→ **To do**: Express the records below as a two-column CSV with the header text,answer, starting at the line that contains "Dear assistant, the user would like the grassy hill" and ending at the line that contains "[0,72,140,140]". Give one row per record, put each field in quotes, and turn any line breaks into spaces.
★ ★ ★ ★
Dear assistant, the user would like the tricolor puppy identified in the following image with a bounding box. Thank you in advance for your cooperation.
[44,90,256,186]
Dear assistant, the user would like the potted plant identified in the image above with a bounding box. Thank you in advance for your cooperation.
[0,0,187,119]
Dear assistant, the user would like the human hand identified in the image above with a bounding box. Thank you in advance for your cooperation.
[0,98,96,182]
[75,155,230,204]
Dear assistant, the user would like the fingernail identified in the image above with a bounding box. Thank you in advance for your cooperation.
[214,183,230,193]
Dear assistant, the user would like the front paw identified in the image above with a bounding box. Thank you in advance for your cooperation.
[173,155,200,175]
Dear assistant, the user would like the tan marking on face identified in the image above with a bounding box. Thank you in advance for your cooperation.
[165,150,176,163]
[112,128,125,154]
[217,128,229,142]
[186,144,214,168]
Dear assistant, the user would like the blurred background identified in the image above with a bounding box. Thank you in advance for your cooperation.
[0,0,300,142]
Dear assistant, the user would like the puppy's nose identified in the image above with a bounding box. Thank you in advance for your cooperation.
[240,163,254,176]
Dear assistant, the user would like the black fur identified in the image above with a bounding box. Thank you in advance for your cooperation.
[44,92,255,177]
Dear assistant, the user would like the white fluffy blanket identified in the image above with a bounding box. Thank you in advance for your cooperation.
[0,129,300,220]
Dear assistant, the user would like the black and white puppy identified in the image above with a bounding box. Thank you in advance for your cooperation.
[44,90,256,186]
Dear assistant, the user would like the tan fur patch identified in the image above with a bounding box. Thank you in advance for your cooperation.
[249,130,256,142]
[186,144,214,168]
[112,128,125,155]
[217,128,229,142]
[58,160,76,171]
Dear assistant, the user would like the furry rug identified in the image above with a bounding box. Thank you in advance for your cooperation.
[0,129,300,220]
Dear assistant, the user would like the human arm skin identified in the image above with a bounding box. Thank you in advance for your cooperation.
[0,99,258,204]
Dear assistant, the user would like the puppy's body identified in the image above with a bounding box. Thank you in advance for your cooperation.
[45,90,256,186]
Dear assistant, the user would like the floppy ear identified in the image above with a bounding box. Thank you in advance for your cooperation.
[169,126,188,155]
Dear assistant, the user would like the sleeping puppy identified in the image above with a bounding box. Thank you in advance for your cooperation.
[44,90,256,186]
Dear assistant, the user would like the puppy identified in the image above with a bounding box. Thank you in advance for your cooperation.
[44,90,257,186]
★ ★ ★ ★
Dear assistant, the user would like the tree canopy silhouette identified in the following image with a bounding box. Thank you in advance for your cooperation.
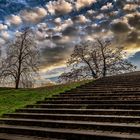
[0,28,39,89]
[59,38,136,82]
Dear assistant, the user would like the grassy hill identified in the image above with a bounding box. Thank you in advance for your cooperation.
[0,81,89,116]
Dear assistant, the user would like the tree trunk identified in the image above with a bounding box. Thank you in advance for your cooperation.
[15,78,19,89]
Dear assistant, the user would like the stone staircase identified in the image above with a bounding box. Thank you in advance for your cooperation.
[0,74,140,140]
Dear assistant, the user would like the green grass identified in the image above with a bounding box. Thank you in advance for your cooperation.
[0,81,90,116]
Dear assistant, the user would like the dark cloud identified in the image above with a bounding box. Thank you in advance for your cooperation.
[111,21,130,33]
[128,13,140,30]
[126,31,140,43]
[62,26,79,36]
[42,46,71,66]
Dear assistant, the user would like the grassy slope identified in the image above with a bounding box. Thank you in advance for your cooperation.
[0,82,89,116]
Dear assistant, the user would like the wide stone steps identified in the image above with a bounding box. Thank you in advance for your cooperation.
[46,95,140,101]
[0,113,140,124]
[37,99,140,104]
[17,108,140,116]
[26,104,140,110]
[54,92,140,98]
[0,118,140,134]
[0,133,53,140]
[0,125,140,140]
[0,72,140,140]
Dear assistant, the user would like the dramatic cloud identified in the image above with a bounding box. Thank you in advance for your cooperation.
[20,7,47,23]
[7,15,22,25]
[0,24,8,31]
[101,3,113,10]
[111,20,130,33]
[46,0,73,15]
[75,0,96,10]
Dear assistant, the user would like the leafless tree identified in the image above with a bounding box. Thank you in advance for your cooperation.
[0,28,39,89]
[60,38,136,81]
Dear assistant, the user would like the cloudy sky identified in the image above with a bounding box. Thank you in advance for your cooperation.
★ ★ ★ ★
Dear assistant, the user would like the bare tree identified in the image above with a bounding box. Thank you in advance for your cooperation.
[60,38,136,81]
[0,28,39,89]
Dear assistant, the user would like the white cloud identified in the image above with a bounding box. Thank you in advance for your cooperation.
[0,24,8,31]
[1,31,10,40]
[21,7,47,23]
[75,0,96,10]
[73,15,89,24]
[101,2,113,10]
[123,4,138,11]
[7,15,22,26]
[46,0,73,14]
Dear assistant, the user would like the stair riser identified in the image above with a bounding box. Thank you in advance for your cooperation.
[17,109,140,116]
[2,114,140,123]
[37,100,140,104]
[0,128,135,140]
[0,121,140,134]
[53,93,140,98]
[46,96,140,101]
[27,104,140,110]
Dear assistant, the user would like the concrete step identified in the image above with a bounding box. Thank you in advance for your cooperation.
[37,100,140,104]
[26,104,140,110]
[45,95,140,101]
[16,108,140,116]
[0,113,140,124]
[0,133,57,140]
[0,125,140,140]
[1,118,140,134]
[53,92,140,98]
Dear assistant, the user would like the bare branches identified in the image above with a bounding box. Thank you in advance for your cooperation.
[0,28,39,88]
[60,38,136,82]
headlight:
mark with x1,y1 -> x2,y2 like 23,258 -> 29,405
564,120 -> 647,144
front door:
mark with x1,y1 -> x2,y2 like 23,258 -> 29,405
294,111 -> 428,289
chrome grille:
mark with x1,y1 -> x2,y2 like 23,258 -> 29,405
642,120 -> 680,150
★ ★ ★ ★
→ **Response to the task**:
text,answer
"Dear assistant, the user would like the grassy hill identified in the image above with a bounding box. Thank you in advance for your cooperation.","[0,81,89,116]"
"Dear assistant, the user would like the tree trunk identified in the image above with a bounding box. Thank you in advance for your cooperation.","[15,78,19,89]"
"Dear assistant, the user would like the stone staircase identified in the image above with a bounding box. Thank you in advance for your cooperation.","[0,74,140,140]"
"Dear assistant, the user would like the green grass identified in the image above with a bounding box. Thank you in advance for your cooperation.","[0,81,90,116]"
"Dear assistant, the user would like the dark cloud identified in the image above with a bounding box. Thank you in advance for your cooperation.","[111,21,130,33] [128,13,140,30] [126,31,140,43] [62,26,79,36] [42,46,71,66]"
"Dear assistant, the user would like the grassy slope identified in the image above with a bounding box. Thank you in advance for your cooperation.","[0,82,89,116]"
"Dear assistant, the user would like the wide stone steps identified in the image above with a bounding box. Thank you in advance for your cooperation.","[46,95,140,101] [0,113,140,124] [37,99,140,104] [17,108,140,116] [26,104,140,110] [54,92,140,98] [0,118,140,134] [0,133,53,140] [0,125,140,140] [0,72,140,140]"